Written instruction>
Rewrite the material below with each occurrence of "Note to the class" swapped for "Instruction", leaving all other text unchanged.

(Records of point placements)
□ □ □ □

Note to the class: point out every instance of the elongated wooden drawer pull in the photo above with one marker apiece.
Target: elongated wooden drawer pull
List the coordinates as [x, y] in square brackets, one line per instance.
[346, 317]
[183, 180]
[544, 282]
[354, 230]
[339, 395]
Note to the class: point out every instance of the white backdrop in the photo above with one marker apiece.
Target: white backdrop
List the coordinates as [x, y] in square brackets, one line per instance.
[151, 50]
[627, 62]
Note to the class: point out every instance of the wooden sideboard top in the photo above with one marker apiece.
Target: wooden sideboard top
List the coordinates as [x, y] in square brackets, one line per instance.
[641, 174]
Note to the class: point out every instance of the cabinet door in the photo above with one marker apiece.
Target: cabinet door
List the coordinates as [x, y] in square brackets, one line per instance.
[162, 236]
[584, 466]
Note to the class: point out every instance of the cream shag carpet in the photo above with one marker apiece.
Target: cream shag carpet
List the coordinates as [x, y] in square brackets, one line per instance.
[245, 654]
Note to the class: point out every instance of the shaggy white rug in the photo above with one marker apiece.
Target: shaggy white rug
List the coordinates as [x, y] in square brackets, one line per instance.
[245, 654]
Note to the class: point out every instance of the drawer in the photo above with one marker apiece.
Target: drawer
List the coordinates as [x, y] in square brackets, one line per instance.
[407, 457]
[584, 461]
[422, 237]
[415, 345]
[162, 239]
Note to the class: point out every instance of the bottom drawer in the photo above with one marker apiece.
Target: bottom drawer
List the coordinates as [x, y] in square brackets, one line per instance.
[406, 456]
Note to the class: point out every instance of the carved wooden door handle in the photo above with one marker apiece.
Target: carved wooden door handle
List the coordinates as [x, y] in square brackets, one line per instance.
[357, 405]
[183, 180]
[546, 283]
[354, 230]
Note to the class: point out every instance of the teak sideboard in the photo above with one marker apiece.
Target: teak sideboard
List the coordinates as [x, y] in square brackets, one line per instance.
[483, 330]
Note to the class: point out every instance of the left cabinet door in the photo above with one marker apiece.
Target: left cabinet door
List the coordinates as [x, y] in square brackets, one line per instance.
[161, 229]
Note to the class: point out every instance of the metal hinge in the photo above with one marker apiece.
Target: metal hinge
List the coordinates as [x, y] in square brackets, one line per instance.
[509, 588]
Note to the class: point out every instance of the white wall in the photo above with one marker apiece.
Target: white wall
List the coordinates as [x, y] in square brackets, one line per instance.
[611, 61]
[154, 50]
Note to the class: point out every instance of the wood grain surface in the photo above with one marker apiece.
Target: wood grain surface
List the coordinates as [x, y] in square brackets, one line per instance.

□ □ □ □

Response to the task>
Instruction: point out every instance of the elongated wooden drawer pull in the photo above with one marker apiece.
Target: elongated wooden drawer pull
List the coordinates as [x, y] in square brackets, one line per instance.
[346, 317]
[183, 180]
[544, 282]
[354, 230]
[339, 395]
Instruction: point out every instance of the white backdrop in the photo above with one marker apiece.
Target: white backdrop
List the coordinates as [x, y] in square brackets, one line per instance.
[151, 50]
[627, 62]
Instruction: point out every instance of the wooden sideboard top in the photo above with one marker apiece.
Target: wooden sideboard top
List the coordinates as [x, y] in square brackets, one line per instance.
[641, 174]
Instruction: point out every instance of the cabinet door in the photo above with one marker apiece.
Target: cabinet door
List the coordinates as [x, y] in square brackets, one line per instance.
[162, 236]
[584, 466]
Instruction: point out every instance of the cream shag carpet in the photo above with one marker apiece.
Target: cream shag carpet
List the coordinates as [x, y] in square brackets, one line per instance.
[245, 654]
Instruction: point out every instance of the shaggy white rug in the photo above with one marker apiece.
Target: shaggy white rug
List the coordinates as [x, y] in square brackets, one line per instance.
[245, 654]
Instruction: point out every instance of the drawer in the photo above with one marker apiece.
Target: drawer
List the coordinates as [x, y] in square brackets, one line per instance.
[407, 457]
[584, 461]
[422, 237]
[415, 345]
[162, 239]
Instruction: point out every instance of the bottom drawer in the photo above with one marker apiece.
Target: bottom drawer
List the coordinates as [x, y] in square brackets, one line per instance.
[406, 456]
Instruction: point out every instance of the carved wooden door handle in the photo above with one marker apiece.
Target: carved wooden door handle
List the coordinates as [x, y] in square brackets, one line per instance.
[357, 405]
[183, 180]
[546, 283]
[354, 230]
Instruction: point out every instance of the teak sideboard in the photo above with one marker apiece.
Target: teak sideboard
List the coordinates as [x, y] in square brackets, one line per instance.
[483, 330]
Instruction: point out every instance of the left cabinet door in the photo above with one marker apiece.
Target: left cabinet door
List the coordinates as [x, y] in square brackets, one line per instance.
[161, 229]
Instruction: point out every instance of the metal hinge in the photo above with one marker apiece.
Target: metal hinge
List the coordinates as [x, y] in square brackets, one line per instance.
[509, 588]
Instruction: point out every instance of the white wall in the photo above with one marker apiece.
Target: white wall
List the coordinates as [x, y] in square brackets, one line per instance.
[611, 61]
[154, 50]
Instruction: point out every instance of the wood grain surface in the photo above with one marker apiece.
Target: wood grain surface
List the coordinates as [x, y] in square brackets, one line per instance.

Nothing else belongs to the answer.